# Work instructions
Nothing but the lines holding the string "below" should appear in the answer. Copy them from the entries.

# Dataset content
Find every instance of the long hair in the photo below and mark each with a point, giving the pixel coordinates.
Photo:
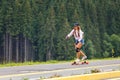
(77, 30)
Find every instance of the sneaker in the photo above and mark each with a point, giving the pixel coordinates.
(74, 63)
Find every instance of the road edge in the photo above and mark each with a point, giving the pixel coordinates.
(93, 76)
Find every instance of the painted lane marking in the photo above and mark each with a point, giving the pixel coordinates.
(44, 72)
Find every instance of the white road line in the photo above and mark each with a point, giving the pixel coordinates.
(43, 72)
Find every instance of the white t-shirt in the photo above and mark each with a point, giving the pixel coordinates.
(76, 36)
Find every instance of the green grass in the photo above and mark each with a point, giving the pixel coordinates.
(48, 62)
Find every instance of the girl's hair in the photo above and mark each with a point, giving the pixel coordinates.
(78, 28)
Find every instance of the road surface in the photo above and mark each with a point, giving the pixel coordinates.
(35, 72)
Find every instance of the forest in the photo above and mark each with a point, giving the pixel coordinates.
(35, 30)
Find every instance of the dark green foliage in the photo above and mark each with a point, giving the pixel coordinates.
(36, 29)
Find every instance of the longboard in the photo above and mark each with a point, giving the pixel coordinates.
(80, 63)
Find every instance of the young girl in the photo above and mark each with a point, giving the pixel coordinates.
(79, 41)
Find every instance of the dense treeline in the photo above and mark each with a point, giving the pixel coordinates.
(35, 30)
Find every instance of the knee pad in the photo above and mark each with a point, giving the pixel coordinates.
(77, 49)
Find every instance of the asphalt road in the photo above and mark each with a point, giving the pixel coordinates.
(35, 72)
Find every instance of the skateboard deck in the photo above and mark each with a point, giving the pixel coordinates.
(80, 63)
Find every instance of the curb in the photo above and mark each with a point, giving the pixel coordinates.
(93, 76)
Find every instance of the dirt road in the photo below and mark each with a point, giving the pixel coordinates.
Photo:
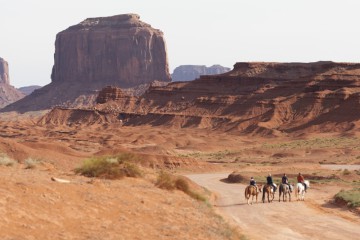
(289, 220)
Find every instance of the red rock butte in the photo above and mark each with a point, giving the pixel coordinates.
(253, 98)
(120, 51)
(8, 94)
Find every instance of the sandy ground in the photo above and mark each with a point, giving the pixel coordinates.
(34, 207)
(289, 220)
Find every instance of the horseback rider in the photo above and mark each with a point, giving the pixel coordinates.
(301, 180)
(270, 182)
(253, 183)
(285, 180)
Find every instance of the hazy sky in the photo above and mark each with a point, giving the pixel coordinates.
(202, 32)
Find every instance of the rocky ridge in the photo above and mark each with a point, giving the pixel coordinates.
(8, 94)
(119, 51)
(254, 98)
(191, 72)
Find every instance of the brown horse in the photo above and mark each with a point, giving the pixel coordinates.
(252, 191)
(268, 189)
(284, 189)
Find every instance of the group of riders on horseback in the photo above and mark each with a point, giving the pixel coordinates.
(270, 188)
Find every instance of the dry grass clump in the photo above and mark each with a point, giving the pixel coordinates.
(171, 182)
(115, 167)
(6, 161)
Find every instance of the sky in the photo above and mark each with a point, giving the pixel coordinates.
(199, 32)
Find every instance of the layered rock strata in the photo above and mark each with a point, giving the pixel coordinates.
(255, 98)
(191, 72)
(8, 94)
(120, 51)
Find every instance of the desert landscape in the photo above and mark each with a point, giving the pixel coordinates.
(113, 149)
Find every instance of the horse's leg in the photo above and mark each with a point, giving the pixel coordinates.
(263, 198)
(279, 194)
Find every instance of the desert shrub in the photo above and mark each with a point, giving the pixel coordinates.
(31, 163)
(171, 182)
(110, 167)
(165, 181)
(351, 197)
(6, 161)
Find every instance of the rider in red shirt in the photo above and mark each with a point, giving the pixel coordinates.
(301, 180)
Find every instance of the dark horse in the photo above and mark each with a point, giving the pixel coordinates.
(268, 189)
(284, 189)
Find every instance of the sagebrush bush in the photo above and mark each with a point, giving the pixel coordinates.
(171, 182)
(6, 161)
(31, 163)
(346, 172)
(352, 197)
(114, 167)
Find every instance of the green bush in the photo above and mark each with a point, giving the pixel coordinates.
(351, 197)
(110, 167)
(171, 182)
(31, 163)
(6, 161)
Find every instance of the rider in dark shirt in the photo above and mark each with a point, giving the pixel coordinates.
(252, 181)
(285, 180)
(270, 182)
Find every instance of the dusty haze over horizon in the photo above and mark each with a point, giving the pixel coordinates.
(196, 32)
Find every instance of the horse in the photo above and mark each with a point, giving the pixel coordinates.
(252, 191)
(284, 189)
(268, 189)
(300, 190)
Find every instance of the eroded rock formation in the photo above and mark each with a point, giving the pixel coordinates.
(256, 98)
(28, 89)
(8, 94)
(4, 72)
(191, 72)
(119, 51)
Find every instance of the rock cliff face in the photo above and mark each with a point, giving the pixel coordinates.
(191, 72)
(287, 99)
(8, 94)
(119, 51)
(28, 89)
(4, 72)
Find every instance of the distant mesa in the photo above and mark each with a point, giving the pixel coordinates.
(8, 94)
(120, 51)
(28, 89)
(4, 72)
(191, 72)
(255, 98)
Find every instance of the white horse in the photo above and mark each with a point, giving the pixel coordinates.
(300, 190)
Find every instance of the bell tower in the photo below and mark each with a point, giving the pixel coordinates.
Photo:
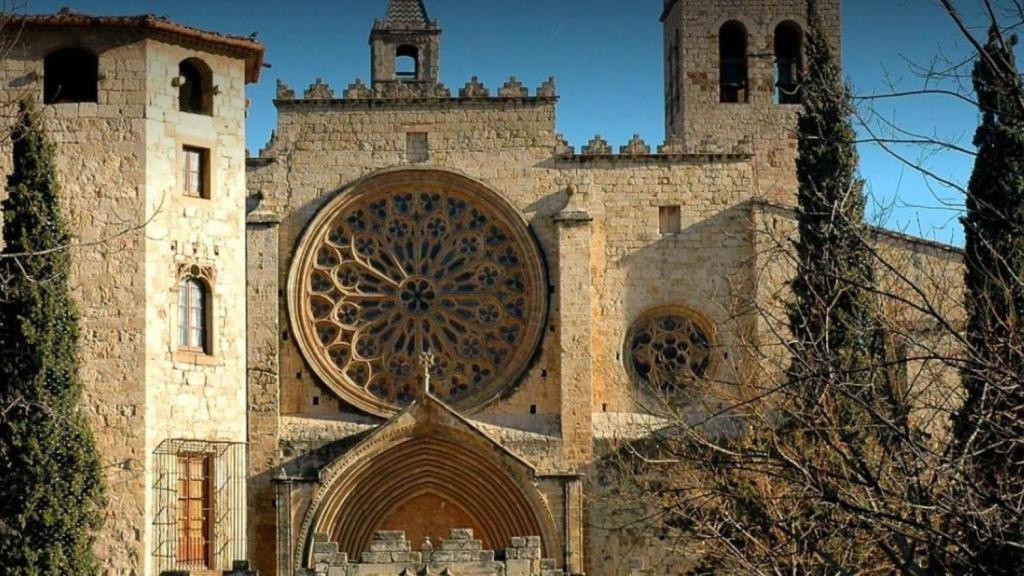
(732, 74)
(406, 45)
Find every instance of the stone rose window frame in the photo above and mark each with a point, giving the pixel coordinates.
(658, 353)
(413, 260)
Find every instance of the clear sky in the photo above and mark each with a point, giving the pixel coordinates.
(606, 57)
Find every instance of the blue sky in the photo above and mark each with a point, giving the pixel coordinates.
(606, 56)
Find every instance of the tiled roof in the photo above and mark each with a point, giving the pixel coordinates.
(150, 25)
(407, 13)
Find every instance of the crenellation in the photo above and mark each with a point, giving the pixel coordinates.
(318, 90)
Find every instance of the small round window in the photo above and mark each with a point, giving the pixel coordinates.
(669, 350)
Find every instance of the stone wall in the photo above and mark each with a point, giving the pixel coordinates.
(119, 164)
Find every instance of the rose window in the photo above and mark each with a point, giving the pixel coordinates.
(669, 351)
(411, 263)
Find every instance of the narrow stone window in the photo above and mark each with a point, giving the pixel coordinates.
(417, 150)
(732, 62)
(70, 75)
(195, 87)
(670, 219)
(194, 315)
(195, 510)
(788, 62)
(407, 63)
(196, 172)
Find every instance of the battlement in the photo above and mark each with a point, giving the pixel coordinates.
(598, 149)
(406, 90)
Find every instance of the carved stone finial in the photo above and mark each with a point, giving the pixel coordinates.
(285, 92)
(318, 90)
(636, 147)
(474, 89)
(513, 89)
(547, 90)
(597, 147)
(358, 91)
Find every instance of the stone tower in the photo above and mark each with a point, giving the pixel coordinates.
(406, 45)
(732, 71)
(147, 121)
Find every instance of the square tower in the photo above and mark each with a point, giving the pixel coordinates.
(732, 73)
(406, 45)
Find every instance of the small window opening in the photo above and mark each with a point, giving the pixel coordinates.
(417, 149)
(70, 75)
(195, 87)
(407, 63)
(788, 62)
(196, 176)
(732, 55)
(194, 316)
(670, 219)
(195, 510)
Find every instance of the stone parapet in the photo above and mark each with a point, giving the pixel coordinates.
(402, 90)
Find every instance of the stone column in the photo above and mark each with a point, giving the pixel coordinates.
(573, 328)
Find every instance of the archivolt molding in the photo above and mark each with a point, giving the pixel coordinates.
(418, 260)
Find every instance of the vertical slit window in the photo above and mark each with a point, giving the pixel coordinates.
(194, 316)
(733, 65)
(197, 172)
(788, 62)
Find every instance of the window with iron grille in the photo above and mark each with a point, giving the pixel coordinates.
(200, 505)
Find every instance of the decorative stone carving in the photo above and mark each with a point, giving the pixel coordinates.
(474, 89)
(513, 89)
(636, 147)
(670, 348)
(285, 92)
(597, 147)
(547, 90)
(411, 262)
(318, 90)
(358, 91)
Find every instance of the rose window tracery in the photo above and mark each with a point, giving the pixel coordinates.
(669, 351)
(418, 262)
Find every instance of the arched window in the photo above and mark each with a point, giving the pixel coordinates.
(732, 57)
(195, 87)
(70, 75)
(407, 63)
(194, 315)
(788, 62)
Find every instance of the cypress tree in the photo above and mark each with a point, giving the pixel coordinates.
(51, 493)
(989, 426)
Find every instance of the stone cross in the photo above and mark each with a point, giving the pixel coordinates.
(427, 361)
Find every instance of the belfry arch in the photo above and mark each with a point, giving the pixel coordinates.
(426, 472)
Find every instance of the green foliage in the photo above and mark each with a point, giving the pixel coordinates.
(989, 426)
(51, 493)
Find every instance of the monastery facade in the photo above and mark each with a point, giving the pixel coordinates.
(403, 333)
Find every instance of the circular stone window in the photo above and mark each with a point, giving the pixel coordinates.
(418, 261)
(669, 350)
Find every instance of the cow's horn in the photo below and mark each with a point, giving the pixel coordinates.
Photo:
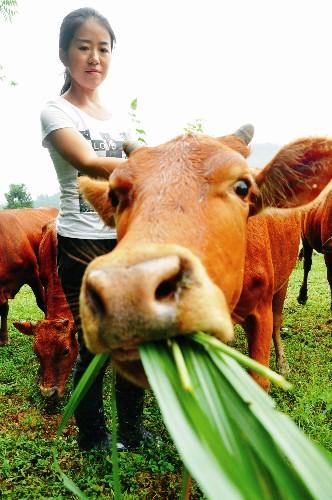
(130, 146)
(245, 133)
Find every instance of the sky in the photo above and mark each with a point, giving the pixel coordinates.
(226, 63)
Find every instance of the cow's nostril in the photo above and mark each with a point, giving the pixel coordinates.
(167, 289)
(95, 302)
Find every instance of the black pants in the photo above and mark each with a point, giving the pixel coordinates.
(73, 257)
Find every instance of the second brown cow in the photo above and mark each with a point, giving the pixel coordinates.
(54, 338)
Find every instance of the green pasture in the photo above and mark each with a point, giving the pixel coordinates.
(28, 425)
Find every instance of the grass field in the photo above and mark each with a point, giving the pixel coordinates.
(28, 426)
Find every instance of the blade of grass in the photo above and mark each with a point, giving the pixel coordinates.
(313, 467)
(115, 457)
(247, 429)
(191, 431)
(245, 361)
(251, 470)
(82, 387)
(181, 366)
(67, 482)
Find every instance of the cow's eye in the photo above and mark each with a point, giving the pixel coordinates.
(113, 198)
(241, 188)
(65, 352)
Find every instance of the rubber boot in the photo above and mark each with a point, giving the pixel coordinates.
(130, 403)
(89, 414)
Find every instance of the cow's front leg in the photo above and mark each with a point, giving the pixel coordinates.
(258, 327)
(277, 307)
(4, 327)
(328, 262)
(307, 262)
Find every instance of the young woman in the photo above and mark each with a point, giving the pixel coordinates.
(82, 138)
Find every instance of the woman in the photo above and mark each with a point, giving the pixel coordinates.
(82, 138)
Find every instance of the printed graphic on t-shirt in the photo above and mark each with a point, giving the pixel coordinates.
(111, 147)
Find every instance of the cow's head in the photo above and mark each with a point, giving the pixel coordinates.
(181, 211)
(56, 346)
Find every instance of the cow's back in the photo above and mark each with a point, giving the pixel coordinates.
(317, 222)
(20, 236)
(272, 250)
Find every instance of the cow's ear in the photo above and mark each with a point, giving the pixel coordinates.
(26, 327)
(240, 139)
(97, 194)
(297, 174)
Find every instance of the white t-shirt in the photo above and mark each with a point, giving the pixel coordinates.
(77, 219)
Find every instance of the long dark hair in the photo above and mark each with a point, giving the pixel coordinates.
(70, 25)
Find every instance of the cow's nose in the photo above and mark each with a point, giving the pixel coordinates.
(149, 294)
(151, 287)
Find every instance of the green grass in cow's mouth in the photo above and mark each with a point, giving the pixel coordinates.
(226, 429)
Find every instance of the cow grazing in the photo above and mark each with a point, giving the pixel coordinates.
(317, 235)
(54, 338)
(271, 254)
(20, 235)
(182, 212)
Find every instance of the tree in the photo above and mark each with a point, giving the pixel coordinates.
(140, 132)
(18, 197)
(7, 12)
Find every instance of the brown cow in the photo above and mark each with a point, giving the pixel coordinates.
(54, 339)
(317, 235)
(272, 250)
(20, 235)
(181, 210)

# Solution
Find every instance of the long hair in the photo below and mark each with a point, giving the pixel coordinates.
Find every instance of the dirt road in the photo below and mark each with a point, giving the pixel coordinates.
Find every instance of the bell tower in the photo below and mark each with a point, giving the pixel coordinates.
Find every instance of the cow's horn in the photo below and mark each with a point, giving the pixel coordinates.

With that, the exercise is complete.